## Assigned task
Please retype the records below exactly as they appear, leaving out every picture.

"""

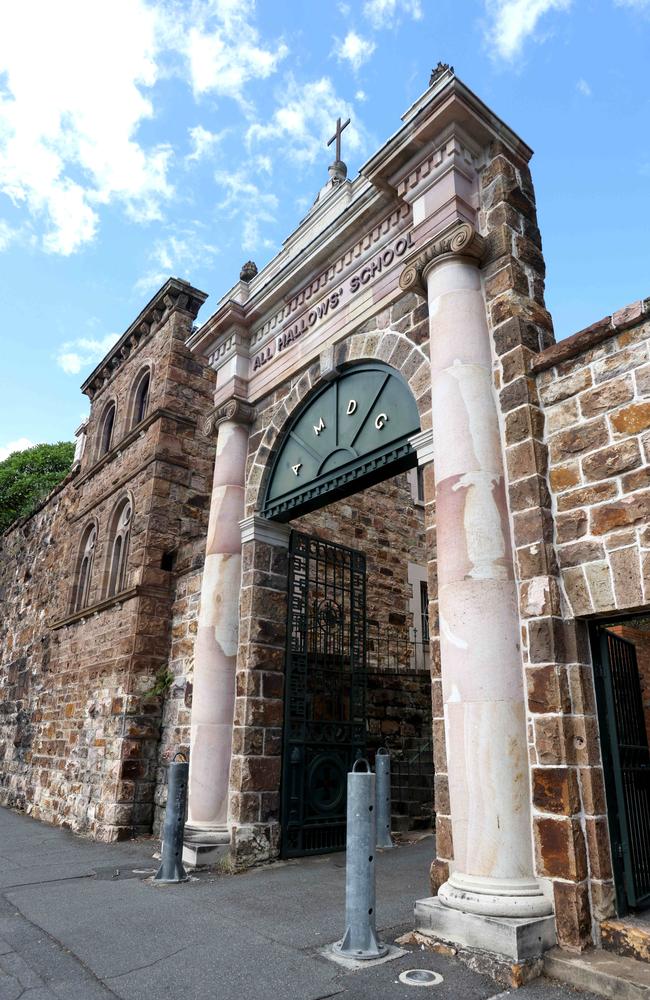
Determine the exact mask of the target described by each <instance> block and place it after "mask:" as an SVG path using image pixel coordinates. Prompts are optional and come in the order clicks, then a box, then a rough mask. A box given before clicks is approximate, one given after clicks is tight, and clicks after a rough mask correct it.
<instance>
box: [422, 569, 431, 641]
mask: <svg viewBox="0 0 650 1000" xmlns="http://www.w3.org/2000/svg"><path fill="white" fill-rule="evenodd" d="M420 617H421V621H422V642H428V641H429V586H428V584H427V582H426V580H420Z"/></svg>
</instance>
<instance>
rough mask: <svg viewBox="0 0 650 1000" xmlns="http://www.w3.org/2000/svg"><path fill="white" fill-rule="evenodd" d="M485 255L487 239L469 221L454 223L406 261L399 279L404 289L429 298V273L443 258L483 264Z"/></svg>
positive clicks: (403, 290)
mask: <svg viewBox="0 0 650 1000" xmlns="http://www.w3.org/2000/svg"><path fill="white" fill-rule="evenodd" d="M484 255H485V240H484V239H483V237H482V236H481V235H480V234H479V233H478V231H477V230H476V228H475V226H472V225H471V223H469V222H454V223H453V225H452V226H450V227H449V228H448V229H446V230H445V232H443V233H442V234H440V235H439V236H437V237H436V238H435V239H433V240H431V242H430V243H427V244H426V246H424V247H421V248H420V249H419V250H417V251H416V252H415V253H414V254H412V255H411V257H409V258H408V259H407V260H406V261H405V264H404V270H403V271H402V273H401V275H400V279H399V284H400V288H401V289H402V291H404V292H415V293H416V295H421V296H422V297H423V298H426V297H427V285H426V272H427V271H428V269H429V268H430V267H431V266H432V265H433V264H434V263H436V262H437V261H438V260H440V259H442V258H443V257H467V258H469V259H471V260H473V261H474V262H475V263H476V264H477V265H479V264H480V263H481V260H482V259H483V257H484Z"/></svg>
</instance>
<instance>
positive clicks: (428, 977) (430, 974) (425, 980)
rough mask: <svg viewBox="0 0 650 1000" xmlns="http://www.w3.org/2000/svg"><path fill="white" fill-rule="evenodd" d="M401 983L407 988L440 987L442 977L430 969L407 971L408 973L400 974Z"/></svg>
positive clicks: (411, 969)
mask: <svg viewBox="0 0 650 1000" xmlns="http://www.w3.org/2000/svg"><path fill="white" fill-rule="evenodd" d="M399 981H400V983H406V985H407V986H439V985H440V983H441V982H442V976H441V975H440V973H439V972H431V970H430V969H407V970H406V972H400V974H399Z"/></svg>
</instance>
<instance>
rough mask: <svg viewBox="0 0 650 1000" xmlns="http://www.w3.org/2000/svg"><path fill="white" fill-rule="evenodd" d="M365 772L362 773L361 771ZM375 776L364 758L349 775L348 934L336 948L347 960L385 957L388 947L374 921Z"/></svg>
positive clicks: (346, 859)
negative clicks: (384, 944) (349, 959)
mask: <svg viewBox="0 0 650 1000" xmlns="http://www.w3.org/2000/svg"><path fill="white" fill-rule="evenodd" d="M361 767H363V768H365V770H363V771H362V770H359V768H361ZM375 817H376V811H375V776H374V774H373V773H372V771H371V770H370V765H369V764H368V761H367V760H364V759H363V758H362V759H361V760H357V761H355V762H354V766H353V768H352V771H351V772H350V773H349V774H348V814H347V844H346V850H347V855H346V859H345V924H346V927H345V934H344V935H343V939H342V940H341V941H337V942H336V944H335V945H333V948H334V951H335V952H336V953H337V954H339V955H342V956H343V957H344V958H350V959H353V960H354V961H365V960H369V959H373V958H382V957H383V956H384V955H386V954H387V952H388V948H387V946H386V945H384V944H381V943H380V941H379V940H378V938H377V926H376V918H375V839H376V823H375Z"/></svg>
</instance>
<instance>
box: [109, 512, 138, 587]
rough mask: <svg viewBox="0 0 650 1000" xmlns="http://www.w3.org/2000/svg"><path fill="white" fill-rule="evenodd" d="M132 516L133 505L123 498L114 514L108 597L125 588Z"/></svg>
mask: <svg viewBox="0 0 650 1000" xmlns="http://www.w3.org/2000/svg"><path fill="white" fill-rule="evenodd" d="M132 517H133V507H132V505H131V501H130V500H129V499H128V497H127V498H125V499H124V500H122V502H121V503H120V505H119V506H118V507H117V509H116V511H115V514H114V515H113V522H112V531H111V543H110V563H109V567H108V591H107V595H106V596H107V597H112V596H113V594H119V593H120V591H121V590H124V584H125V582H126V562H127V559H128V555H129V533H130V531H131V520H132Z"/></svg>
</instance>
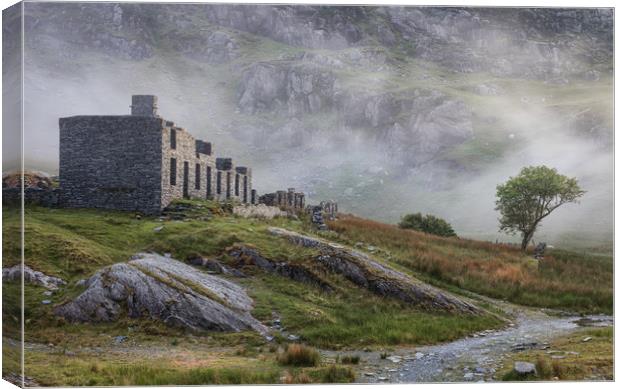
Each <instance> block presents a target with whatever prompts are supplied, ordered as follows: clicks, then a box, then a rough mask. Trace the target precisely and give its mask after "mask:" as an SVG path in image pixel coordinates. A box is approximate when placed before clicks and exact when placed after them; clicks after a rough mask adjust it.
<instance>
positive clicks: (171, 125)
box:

"""

## Answer for the task
Determine the exact mask of the target described by each <instance> block and place it after "mask:" as an SVG path using image pixel coordinates. Prompts are optional and come in the order clicks, then a box, then a rough mask. A box given before clicks is approximate, one given after clicks is tight, and clicks after a rough mask correct it.
<instance>
box: [422, 569, 431, 641]
mask: <svg viewBox="0 0 650 1000" xmlns="http://www.w3.org/2000/svg"><path fill="white" fill-rule="evenodd" d="M420 617H421V621H422V642H428V641H429V586H428V584H427V582H426V580H420Z"/></svg>
</instance>
<instance>
rough mask: <svg viewBox="0 0 650 1000" xmlns="http://www.w3.org/2000/svg"><path fill="white" fill-rule="evenodd" d="M485 255L487 239L469 221L454 223L406 261L399 279L404 289L429 298V273L443 258L483 264Z"/></svg>
positive clicks: (403, 290)
mask: <svg viewBox="0 0 650 1000" xmlns="http://www.w3.org/2000/svg"><path fill="white" fill-rule="evenodd" d="M484 255H485V240H484V239H483V237H482V236H481V235H480V234H479V233H478V231H477V230H476V228H475V226H472V225H471V223H469V222H454V223H453V225H452V226H450V227H449V228H448V229H446V230H445V232H443V233H442V234H440V235H439V236H437V237H436V238H435V239H433V240H431V242H430V243H427V244H426V246H424V247H421V248H420V249H419V250H417V251H416V252H415V253H414V254H412V255H411V257H409V258H408V259H407V260H406V261H405V264H404V270H403V271H402V273H401V275H400V279H399V284H400V288H401V289H402V291H404V292H415V293H416V295H421V296H422V297H423V298H426V297H427V285H426V272H427V271H428V269H429V268H430V267H431V266H432V265H433V264H434V263H436V262H437V261H438V260H440V259H442V258H443V257H467V258H469V259H471V260H473V261H474V262H475V263H476V264H477V265H479V264H480V263H481V260H482V259H483V257H484Z"/></svg>
</instance>
<instance>
positive clicks: (428, 977) (430, 974) (425, 980)
rough mask: <svg viewBox="0 0 650 1000" xmlns="http://www.w3.org/2000/svg"><path fill="white" fill-rule="evenodd" d="M401 983L407 988L440 987L442 977L430 969L407 971L408 973L400 974Z"/></svg>
positive clicks: (411, 969)
mask: <svg viewBox="0 0 650 1000" xmlns="http://www.w3.org/2000/svg"><path fill="white" fill-rule="evenodd" d="M399 981H400V983H406V985H407V986H439V985H440V983H441V982H442V976H441V975H440V973H439V972H431V970H430V969H407V970H406V972H400V974H399Z"/></svg>
</instance>
<instance>
rough mask: <svg viewBox="0 0 650 1000" xmlns="http://www.w3.org/2000/svg"><path fill="white" fill-rule="evenodd" d="M365 772L362 773L361 771ZM375 776L364 758L349 775L348 934L336 948L347 960L385 957L388 947L374 921Z"/></svg>
positive clicks: (346, 859)
negative clicks: (384, 944) (349, 959)
mask: <svg viewBox="0 0 650 1000" xmlns="http://www.w3.org/2000/svg"><path fill="white" fill-rule="evenodd" d="M361 767H363V768H365V770H363V771H362V770H359V768H361ZM375 817H376V811H375V776H374V774H373V773H372V771H371V770H370V765H369V764H368V761H367V760H364V759H363V758H362V759H361V760H357V761H355V762H354V766H353V768H352V771H351V772H350V773H349V774H348V814H347V844H346V850H347V855H346V859H345V924H346V927H345V934H344V935H343V939H342V940H341V941H337V942H336V944H335V945H333V948H334V951H335V952H336V953H337V954H339V955H342V956H343V957H344V958H350V959H353V960H354V961H365V960H369V959H373V958H382V957H383V956H384V955H386V954H387V952H388V948H387V946H386V945H384V944H381V943H380V941H379V940H378V938H377V926H376V918H375V839H376V823H375Z"/></svg>
</instance>
<instance>
box: [109, 512, 138, 587]
rough mask: <svg viewBox="0 0 650 1000" xmlns="http://www.w3.org/2000/svg"><path fill="white" fill-rule="evenodd" d="M132 516L133 505L123 498L114 514L108 597L125 588Z"/></svg>
mask: <svg viewBox="0 0 650 1000" xmlns="http://www.w3.org/2000/svg"><path fill="white" fill-rule="evenodd" d="M132 517H133V507H132V505H131V501H130V500H129V499H128V497H127V498H125V499H124V500H122V502H121V503H120V505H119V506H118V507H117V509H116V511H115V514H114V515H113V522H112V531H111V543H110V563H109V567H108V591H107V595H106V596H107V597H112V596H113V594H119V593H120V591H121V590H124V584H125V582H126V562H127V559H128V555H129V533H130V531H131V520H132Z"/></svg>
</instance>
Each <instance> block presents a target with whatever prompts are supplied, ordered as follows: clicks, then a box, then a rough mask. Trace the target precisely and give its mask after "mask:" as an SVG path in image pixel coordinates. A box is approximate when placed before clicks and exact when placed after them; clicks after a rough mask adjust it.
<instance>
positive clicks: (171, 125)
box:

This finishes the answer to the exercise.